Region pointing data
*** Block opens ***

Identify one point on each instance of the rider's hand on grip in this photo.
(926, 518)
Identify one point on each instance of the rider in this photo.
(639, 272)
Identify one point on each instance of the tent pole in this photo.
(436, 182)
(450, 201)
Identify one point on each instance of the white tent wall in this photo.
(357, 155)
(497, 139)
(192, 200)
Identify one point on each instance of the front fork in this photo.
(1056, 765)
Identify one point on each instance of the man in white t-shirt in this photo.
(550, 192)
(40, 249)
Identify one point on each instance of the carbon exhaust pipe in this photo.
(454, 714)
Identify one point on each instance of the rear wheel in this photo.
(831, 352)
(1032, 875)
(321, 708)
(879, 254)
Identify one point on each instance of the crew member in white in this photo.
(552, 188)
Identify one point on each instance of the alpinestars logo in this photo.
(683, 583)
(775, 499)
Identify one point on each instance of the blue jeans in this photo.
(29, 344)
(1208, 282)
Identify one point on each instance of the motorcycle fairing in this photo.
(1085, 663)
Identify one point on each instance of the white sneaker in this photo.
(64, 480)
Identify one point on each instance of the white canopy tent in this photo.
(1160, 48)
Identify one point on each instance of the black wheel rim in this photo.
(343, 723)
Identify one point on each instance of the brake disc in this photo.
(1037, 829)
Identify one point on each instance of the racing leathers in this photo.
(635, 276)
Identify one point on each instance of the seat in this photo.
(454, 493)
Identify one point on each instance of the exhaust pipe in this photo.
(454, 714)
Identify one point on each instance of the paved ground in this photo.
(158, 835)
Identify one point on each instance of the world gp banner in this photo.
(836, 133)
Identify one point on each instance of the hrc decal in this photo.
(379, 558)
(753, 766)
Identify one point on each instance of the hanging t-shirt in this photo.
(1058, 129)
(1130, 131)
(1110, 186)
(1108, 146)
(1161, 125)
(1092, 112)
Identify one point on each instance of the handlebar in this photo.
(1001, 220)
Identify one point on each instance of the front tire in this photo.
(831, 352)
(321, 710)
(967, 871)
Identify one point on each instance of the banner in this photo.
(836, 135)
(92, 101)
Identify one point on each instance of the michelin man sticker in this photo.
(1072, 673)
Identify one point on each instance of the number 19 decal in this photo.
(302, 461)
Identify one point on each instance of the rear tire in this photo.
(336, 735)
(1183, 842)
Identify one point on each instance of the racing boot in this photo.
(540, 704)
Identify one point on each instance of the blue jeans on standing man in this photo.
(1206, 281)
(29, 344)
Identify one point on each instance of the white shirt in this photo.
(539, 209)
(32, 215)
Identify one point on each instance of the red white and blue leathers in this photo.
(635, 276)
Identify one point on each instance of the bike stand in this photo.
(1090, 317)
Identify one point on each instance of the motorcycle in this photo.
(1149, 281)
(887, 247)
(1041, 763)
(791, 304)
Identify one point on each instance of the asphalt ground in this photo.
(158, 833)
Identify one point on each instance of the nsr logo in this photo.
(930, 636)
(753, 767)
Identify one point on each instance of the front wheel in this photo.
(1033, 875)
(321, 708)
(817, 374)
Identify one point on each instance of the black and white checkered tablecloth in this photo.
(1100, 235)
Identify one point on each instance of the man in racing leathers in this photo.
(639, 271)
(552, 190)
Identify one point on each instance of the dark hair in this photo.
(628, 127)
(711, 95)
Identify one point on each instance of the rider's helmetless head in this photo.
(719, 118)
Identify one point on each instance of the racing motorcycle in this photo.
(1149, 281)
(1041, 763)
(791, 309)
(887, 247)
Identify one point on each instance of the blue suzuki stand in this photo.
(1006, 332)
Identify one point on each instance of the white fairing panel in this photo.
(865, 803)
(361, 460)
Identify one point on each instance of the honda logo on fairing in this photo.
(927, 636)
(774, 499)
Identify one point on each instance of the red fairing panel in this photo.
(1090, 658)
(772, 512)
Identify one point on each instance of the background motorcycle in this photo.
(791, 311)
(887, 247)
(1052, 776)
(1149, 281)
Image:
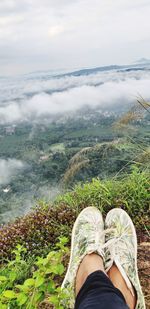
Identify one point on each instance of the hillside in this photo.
(29, 277)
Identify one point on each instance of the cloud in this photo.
(8, 169)
(66, 33)
(70, 93)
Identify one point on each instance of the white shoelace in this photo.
(110, 245)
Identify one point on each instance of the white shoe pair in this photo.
(116, 244)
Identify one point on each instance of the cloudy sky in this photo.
(68, 34)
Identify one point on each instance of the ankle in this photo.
(91, 263)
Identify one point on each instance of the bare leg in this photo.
(118, 281)
(91, 262)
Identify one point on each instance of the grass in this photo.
(38, 230)
(32, 259)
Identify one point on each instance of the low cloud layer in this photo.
(8, 169)
(70, 93)
(37, 35)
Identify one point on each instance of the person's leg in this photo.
(91, 263)
(94, 290)
(118, 281)
(121, 257)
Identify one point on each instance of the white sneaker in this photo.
(121, 249)
(87, 237)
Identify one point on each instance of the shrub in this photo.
(39, 290)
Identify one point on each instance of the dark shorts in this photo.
(98, 292)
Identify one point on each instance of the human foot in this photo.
(121, 256)
(87, 238)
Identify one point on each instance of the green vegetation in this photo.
(33, 262)
(95, 166)
(42, 284)
(47, 150)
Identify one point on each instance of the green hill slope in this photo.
(30, 276)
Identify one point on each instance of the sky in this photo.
(54, 35)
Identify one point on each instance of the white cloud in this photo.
(8, 169)
(66, 33)
(70, 93)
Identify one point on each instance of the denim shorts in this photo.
(98, 292)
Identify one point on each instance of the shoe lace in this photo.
(110, 249)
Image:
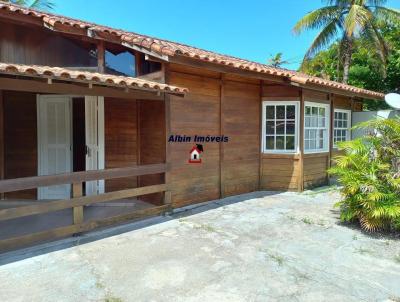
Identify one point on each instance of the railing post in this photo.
(168, 200)
(77, 211)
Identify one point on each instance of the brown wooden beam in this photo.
(75, 89)
(13, 243)
(226, 69)
(76, 203)
(24, 183)
(101, 57)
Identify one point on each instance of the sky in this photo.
(250, 29)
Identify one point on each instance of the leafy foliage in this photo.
(367, 70)
(38, 4)
(343, 22)
(369, 172)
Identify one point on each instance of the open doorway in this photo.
(70, 139)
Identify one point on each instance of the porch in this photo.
(78, 152)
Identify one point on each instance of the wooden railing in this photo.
(77, 201)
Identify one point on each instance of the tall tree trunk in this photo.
(347, 52)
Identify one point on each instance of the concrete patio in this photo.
(254, 247)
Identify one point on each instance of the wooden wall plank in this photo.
(20, 139)
(152, 144)
(120, 128)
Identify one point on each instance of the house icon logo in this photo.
(195, 154)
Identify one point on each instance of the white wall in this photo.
(364, 116)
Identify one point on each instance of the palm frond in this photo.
(317, 19)
(357, 19)
(323, 39)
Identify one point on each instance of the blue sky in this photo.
(251, 29)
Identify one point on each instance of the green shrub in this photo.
(369, 172)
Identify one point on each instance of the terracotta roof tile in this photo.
(164, 47)
(65, 74)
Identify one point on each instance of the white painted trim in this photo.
(39, 114)
(101, 143)
(296, 132)
(349, 121)
(327, 123)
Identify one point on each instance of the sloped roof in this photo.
(168, 48)
(65, 74)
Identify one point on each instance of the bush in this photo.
(369, 172)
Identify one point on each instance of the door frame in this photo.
(100, 130)
(40, 191)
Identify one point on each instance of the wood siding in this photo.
(152, 144)
(19, 44)
(121, 143)
(20, 139)
(315, 170)
(196, 114)
(280, 172)
(240, 157)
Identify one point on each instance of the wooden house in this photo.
(86, 112)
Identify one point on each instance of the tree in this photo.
(348, 20)
(369, 172)
(38, 4)
(367, 70)
(277, 60)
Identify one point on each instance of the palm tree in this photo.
(38, 4)
(277, 60)
(348, 20)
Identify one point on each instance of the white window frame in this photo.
(348, 136)
(296, 128)
(327, 127)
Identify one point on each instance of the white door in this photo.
(54, 142)
(94, 128)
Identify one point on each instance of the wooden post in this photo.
(2, 151)
(331, 133)
(301, 144)
(101, 57)
(77, 211)
(167, 108)
(221, 132)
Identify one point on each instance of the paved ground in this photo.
(255, 247)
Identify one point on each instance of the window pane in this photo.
(321, 122)
(269, 143)
(291, 112)
(314, 121)
(280, 112)
(290, 127)
(312, 144)
(270, 127)
(314, 111)
(289, 142)
(280, 142)
(270, 112)
(280, 127)
(307, 121)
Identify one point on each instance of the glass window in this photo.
(342, 125)
(280, 130)
(121, 64)
(316, 124)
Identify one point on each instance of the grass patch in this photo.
(205, 227)
(307, 220)
(277, 258)
(112, 299)
(363, 251)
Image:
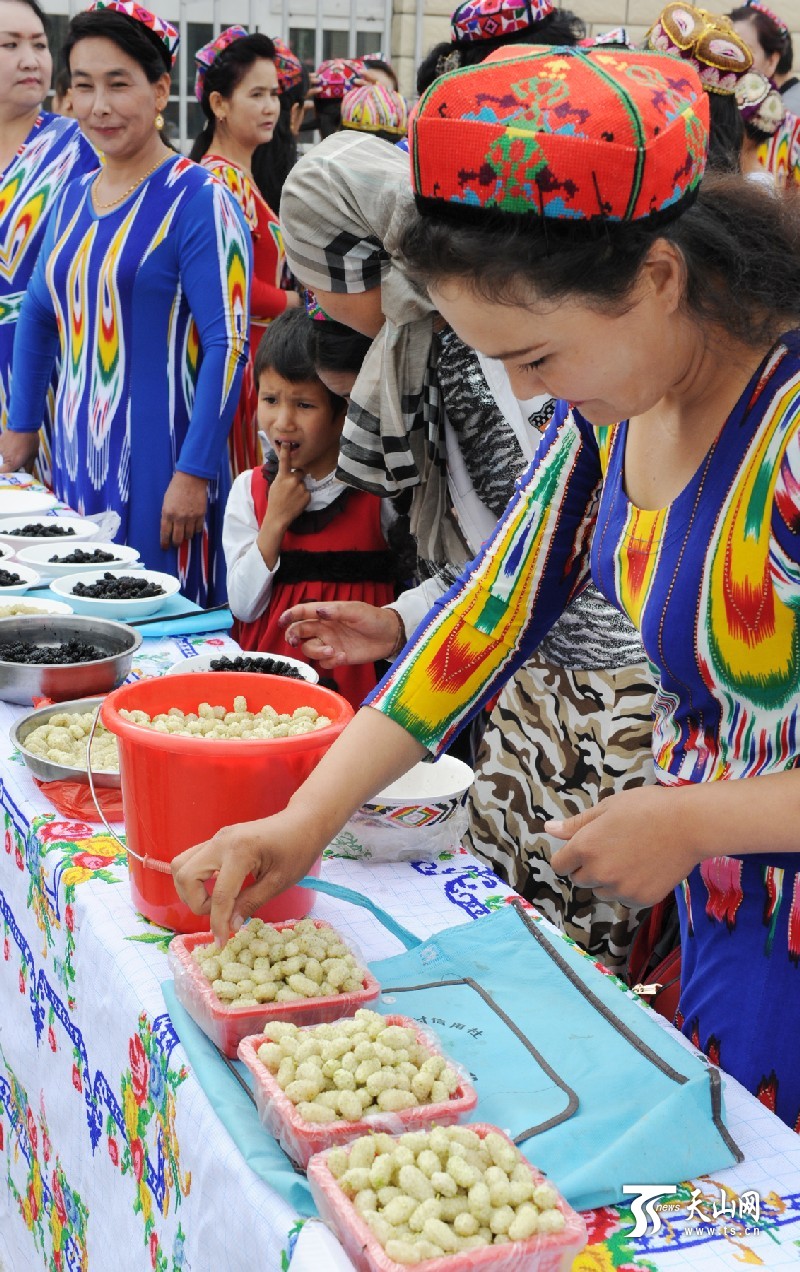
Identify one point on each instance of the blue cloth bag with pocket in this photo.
(586, 1081)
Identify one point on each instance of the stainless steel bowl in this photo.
(23, 682)
(46, 770)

*** Block closes ***

▸ **Required work**:
Could you return exactly the lines starting with the one that contains "Identify one point on each instance of the door" and ending with the last line of the data above? Leave the pictures out.

▸ **Answer space**:
Identify one point on each instance of the door frame in this photo.
(100, 130)
(40, 191)
Identify one point on each instance of the wood siding in this photo.
(152, 144)
(19, 44)
(121, 143)
(20, 139)
(315, 170)
(196, 114)
(280, 172)
(240, 157)
Identify one point on each instance of the wooden house in this photo.
(86, 112)
Identify one point on each instance of the tree in this photo.
(348, 20)
(369, 172)
(38, 4)
(367, 70)
(277, 60)
Identify one point on each instance of the palm tree in this photo.
(38, 4)
(277, 60)
(348, 20)
Identify one point on each instance of the white window frame in this photo.
(348, 136)
(296, 128)
(327, 127)
Identify one point on each instance of the white door in this photo.
(54, 142)
(94, 128)
Identify one point on each instance of the wooden post in this photo.
(2, 151)
(331, 133)
(301, 144)
(101, 57)
(77, 211)
(167, 108)
(221, 132)
Identify one point on each instance of the paved ground in this photo.
(255, 247)
Identify one point on each instance of the window pane in this photo.
(321, 122)
(269, 143)
(291, 112)
(314, 121)
(280, 112)
(290, 127)
(312, 144)
(270, 127)
(314, 111)
(289, 142)
(280, 142)
(270, 112)
(280, 127)
(307, 121)
Identify one point on each instance of the glass window in this photo.
(342, 125)
(280, 130)
(121, 64)
(316, 124)
Identify one point on each instance of the grass patch in this photo.
(205, 227)
(307, 220)
(277, 258)
(112, 299)
(363, 251)
Image:
Identify one point on each instance of the blue cloth bag with pocket in this photo.
(586, 1081)
Identify one point on each instance of the stainless steel bowl in this photo.
(23, 682)
(46, 770)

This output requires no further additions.